**TASK INPUTS:**
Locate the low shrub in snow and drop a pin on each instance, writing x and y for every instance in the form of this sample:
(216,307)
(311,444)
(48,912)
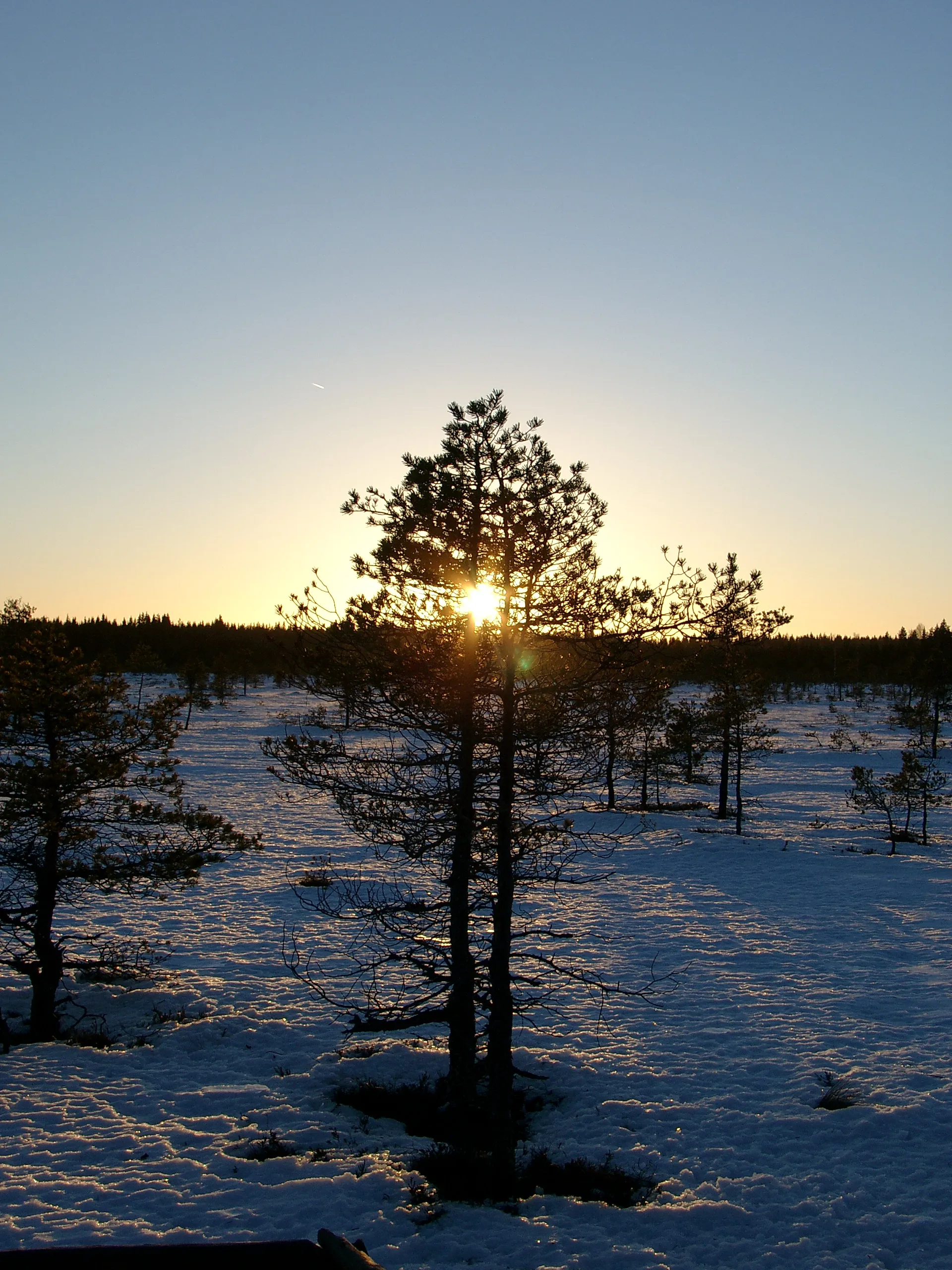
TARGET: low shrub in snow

**TASK DESCRIPTION:**
Reproduce the entries above word for word, leaving out the pictures.

**ANSWER BELOW:**
Locate the low shrub in snow and drop a pin on each instance, writing x and y for every instance in the form of this sample:
(216,307)
(311,444)
(48,912)
TARGET: low shrub in snow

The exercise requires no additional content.